— Work to complete —
Write out everything in the records exactly, apart from the pictures.

— Data section —
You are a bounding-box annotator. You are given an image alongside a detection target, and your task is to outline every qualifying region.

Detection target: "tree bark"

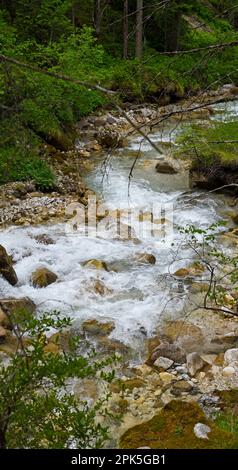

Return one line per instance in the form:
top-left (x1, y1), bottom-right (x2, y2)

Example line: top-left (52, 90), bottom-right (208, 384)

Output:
top-left (135, 0), bottom-right (143, 59)
top-left (123, 0), bottom-right (129, 59)
top-left (94, 0), bottom-right (101, 37)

— Solution for this problem —
You are a bounding-box annotator. You are given an image alongside a detection target, and your task is to outline every qualifying region.

Detection target: "tree bark"


Return one line per instance in the form:
top-left (x1, y1), bottom-right (x2, y2)

Example line: top-left (52, 90), bottom-right (208, 384)

Output:
top-left (135, 0), bottom-right (143, 59)
top-left (123, 0), bottom-right (129, 59)
top-left (94, 0), bottom-right (101, 37)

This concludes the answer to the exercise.